(Requirement 1): Reproduce the rows verbatim, beginning with the first row and continuing through the line that contains "[(624, 376), (185, 76), (396, 401), (490, 337), (479, 95)]".

(Source document):
That frost is a defense mechanism against crushing disappointment—one that has crystallized after expecting the worst for so long.
Yes, I could be talking quite seriously about, well, pretty much anything you see when you click on any news website. (Might I recommend a scroll through thedailybeast.com?) But I’m more selfishly referring to what I try to do: peruse through endless options of entertainment in order to point you toward something genuinely worthwhile so that you may experience joy, emotional catharsis, and sometimes even greatness to fulfill you while everything else around us is so bad. And then what happens instead? You all watch Too Hot to Handle on Netflix.
But this thawed heart of mine is fluttering like a hummingbird in spring, like a fairytale princess’s eyelashes after being awakened from an enchanted slumber by a kiss, like my gay friends’ excited applause when we learn that bottomless mimosas at brunch are only $10 extra.

(Requirement 2): In the passage about recommending entertainment, what do readers watch instead of the suggested options?

(Stored rows):
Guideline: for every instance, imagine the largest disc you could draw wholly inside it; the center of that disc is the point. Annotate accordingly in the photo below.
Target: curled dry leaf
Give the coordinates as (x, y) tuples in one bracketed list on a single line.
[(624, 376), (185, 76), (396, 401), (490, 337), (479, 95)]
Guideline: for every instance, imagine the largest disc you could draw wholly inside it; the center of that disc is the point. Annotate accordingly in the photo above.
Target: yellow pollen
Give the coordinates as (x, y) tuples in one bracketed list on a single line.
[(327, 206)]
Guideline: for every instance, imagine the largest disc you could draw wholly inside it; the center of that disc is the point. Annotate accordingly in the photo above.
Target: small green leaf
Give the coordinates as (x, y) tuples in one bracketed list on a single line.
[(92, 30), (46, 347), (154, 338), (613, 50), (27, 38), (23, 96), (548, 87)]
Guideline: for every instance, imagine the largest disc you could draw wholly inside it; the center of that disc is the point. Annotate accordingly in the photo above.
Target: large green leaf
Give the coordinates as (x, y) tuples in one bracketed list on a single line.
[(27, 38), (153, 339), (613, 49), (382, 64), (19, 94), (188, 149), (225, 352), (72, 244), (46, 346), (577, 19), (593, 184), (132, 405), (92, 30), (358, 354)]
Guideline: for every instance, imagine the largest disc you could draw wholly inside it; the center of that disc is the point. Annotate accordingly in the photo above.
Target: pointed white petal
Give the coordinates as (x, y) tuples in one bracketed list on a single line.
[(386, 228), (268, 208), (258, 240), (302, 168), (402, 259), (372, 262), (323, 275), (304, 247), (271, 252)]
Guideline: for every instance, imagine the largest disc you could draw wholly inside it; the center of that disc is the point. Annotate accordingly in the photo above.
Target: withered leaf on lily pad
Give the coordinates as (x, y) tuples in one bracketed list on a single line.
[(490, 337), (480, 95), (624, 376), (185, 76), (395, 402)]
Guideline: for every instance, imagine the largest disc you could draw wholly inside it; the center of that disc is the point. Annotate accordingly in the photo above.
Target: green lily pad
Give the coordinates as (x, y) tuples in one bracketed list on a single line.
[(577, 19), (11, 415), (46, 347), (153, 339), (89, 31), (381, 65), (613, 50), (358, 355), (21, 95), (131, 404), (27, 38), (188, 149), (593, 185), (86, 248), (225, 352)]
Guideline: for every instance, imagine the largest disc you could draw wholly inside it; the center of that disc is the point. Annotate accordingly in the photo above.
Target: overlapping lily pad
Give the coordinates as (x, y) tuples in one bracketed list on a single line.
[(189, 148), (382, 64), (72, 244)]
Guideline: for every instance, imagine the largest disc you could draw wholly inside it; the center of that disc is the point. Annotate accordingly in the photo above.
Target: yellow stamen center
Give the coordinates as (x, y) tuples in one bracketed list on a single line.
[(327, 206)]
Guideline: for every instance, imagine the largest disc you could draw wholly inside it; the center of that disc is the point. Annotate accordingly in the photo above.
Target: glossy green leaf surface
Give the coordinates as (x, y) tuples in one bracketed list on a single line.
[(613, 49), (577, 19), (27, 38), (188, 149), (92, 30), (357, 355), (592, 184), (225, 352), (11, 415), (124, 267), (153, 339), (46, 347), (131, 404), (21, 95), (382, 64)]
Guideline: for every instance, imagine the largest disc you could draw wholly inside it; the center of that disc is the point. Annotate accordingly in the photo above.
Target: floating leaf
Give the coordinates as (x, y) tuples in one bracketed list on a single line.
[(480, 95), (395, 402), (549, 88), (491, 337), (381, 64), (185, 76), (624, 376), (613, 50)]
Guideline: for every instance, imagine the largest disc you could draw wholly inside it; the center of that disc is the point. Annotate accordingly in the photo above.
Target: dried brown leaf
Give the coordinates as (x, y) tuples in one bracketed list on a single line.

(Solution 1):
Guideline: for every instance, imagine the largest disc you could draw wholly inside it; the center of that disc is the point. Annotate accordingly in the photo below.
Target: curled dry leaf
Give the coordinates as (x, y) tuples in one bracketed list on a single line.
[(624, 376), (185, 76), (396, 401), (490, 337), (479, 95)]

(Solution 2): Too Hot to Handle on Netflix.